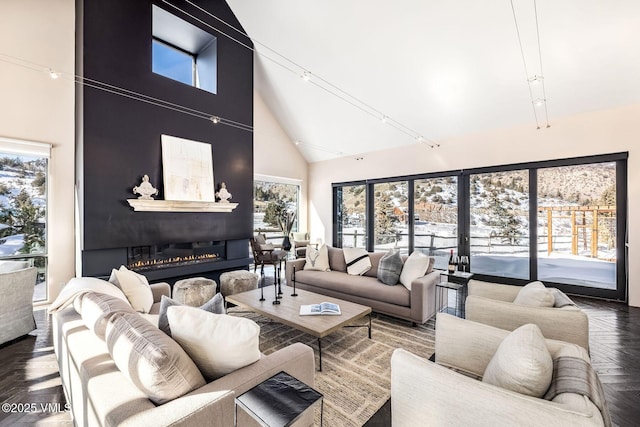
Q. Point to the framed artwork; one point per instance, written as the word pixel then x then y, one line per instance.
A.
pixel 188 170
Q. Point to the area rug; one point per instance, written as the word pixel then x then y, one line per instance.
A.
pixel 356 371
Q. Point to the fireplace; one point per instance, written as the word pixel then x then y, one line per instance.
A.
pixel 155 257
pixel 171 261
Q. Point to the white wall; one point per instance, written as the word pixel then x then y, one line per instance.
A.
pixel 275 155
pixel 590 133
pixel 34 107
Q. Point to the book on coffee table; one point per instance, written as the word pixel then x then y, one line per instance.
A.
pixel 320 309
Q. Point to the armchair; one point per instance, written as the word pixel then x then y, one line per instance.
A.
pixel 16 304
pixel 267 254
pixel 300 242
pixel 424 392
pixel 492 304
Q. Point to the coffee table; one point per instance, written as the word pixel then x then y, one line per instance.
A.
pixel 288 312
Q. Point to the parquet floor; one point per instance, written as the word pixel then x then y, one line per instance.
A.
pixel 29 380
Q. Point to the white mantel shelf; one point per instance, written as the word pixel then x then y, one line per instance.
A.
pixel 140 205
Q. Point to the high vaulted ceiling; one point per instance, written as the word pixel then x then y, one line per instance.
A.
pixel 435 69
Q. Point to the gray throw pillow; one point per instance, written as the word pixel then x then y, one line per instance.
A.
pixel 214 305
pixel 390 268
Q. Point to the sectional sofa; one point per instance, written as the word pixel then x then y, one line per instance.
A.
pixel 99 394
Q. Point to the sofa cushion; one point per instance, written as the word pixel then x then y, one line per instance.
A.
pixel 97 309
pixel 362 286
pixel 535 294
pixel 226 343
pixel 214 305
pixel 522 363
pixel 336 259
pixel 357 261
pixel 317 258
pixel 390 267
pixel 155 363
pixel 136 287
pixel 415 266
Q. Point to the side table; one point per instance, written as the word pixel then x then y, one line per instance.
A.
pixel 279 401
pixel 456 281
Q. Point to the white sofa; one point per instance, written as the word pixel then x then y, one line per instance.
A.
pixel 492 304
pixel 16 304
pixel 434 394
pixel 101 395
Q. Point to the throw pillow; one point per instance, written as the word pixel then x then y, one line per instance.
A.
pixel 415 266
pixel 113 279
pixel 560 299
pixel 97 309
pixel 522 363
pixel 390 268
pixel 226 343
pixel 151 360
pixel 136 287
pixel 535 294
pixel 214 305
pixel 317 258
pixel 336 259
pixel 357 260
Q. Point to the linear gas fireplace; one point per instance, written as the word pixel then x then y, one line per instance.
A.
pixel 155 257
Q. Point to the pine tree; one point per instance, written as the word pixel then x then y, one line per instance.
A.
pixel 385 221
pixel 507 223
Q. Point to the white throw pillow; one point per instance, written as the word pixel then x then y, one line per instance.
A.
pixel 317 258
pixel 136 287
pixel 535 294
pixel 217 343
pixel 357 260
pixel 97 309
pixel 415 266
pixel 522 363
pixel 150 359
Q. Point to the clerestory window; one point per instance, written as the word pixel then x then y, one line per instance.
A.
pixel 183 52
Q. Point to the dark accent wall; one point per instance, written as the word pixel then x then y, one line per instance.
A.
pixel 119 137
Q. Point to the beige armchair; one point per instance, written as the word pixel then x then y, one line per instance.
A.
pixel 434 394
pixel 16 304
pixel 492 304
pixel 300 241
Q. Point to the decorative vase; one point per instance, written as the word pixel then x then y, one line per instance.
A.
pixel 286 243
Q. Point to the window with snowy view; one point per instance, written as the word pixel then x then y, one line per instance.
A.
pixel 577 225
pixel 23 208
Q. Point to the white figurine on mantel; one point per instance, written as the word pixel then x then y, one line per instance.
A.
pixel 223 194
pixel 145 189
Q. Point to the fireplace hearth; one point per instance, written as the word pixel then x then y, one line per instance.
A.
pixel 155 257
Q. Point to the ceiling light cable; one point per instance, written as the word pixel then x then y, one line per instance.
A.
pixel 544 92
pixel 95 84
pixel 524 63
pixel 301 71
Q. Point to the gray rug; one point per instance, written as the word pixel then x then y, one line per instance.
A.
pixel 356 371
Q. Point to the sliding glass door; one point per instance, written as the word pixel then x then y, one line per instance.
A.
pixel 499 223
pixel 577 232
pixel 436 218
pixel 560 221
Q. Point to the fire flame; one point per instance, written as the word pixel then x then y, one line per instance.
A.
pixel 170 262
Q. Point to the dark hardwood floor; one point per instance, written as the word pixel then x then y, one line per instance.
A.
pixel 30 384
pixel 614 341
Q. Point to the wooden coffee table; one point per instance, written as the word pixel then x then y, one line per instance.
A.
pixel 288 312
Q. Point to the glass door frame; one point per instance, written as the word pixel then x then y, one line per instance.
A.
pixel 620 293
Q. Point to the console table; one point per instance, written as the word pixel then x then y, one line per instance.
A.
pixel 456 281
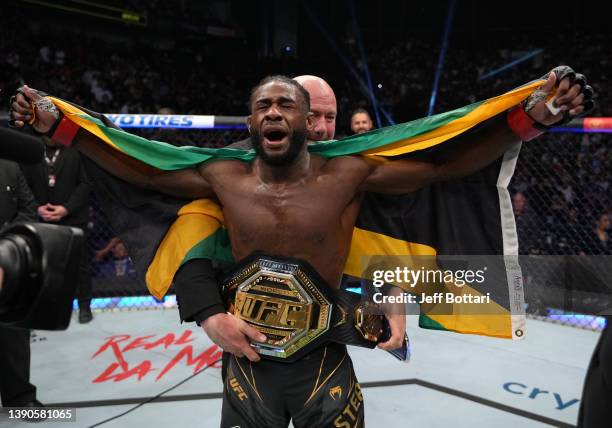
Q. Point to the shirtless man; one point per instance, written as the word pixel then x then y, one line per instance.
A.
pixel 290 203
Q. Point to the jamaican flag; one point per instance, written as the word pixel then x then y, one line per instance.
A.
pixel 468 216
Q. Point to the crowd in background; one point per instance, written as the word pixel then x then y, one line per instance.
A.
pixel 561 189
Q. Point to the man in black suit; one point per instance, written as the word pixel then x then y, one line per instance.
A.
pixel 16 204
pixel 62 191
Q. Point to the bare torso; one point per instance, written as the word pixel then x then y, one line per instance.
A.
pixel 311 219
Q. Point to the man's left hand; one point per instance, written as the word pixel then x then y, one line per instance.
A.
pixel 572 96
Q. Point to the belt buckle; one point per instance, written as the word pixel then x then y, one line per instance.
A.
pixel 368 324
pixel 280 300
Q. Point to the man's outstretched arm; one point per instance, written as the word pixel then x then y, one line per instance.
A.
pixel 185 183
pixel 477 149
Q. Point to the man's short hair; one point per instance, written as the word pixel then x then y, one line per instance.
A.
pixel 288 81
pixel 360 110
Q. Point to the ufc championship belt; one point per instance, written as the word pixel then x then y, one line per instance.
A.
pixel 288 301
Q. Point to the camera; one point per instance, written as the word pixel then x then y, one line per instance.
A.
pixel 40 264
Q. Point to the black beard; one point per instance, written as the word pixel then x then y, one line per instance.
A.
pixel 296 141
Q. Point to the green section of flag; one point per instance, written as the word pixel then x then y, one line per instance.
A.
pixel 215 247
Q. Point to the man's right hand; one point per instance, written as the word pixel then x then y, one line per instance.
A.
pixel 22 111
pixel 233 335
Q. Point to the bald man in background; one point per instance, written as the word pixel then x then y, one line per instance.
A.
pixel 361 122
pixel 322 105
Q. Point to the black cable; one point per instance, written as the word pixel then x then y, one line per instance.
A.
pixel 153 398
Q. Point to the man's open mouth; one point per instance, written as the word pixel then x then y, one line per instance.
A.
pixel 275 136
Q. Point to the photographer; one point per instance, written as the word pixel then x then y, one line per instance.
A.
pixel 16 205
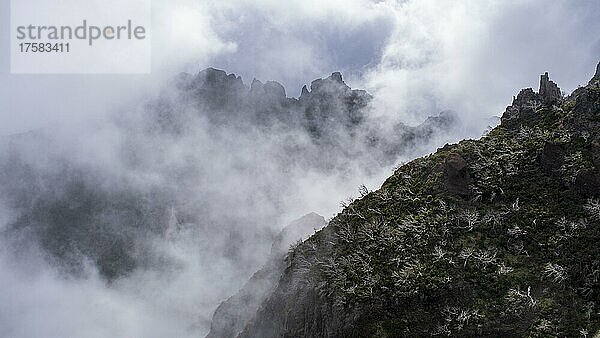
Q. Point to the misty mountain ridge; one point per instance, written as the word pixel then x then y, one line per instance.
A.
pixel 192 185
pixel 496 237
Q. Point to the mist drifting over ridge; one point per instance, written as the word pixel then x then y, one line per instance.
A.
pixel 228 174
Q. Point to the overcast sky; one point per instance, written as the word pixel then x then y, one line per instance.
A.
pixel 417 57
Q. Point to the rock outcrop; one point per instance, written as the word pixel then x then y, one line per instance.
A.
pixel 517 259
pixel 549 90
pixel 233 315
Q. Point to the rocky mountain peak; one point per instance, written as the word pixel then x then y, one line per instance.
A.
pixel 549 91
pixel 596 77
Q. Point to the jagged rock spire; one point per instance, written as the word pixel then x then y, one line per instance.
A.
pixel 596 77
pixel 549 91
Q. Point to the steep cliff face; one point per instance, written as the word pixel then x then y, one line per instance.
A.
pixel 493 237
pixel 233 315
pixel 81 213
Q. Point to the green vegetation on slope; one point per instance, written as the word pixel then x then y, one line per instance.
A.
pixel 494 237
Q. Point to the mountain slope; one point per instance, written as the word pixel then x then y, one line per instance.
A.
pixel 181 160
pixel 231 316
pixel 493 237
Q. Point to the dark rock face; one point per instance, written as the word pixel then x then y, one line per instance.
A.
* * * * * * *
Reproduce the material word for word. Begin at the line that contains "Q. Point to the mountain", include that line, and stop after the final line of the material.

__EXERCISE OUTPUT__
Q. Point to the mountain slope; one point per instance, written as the word pixel then x then y, one line per instance.
A.
pixel 181 160
pixel 231 316
pixel 493 237
Q. Point to the dark rock face; one point per instance, written as the word pixel then x then y, one line per instance.
A.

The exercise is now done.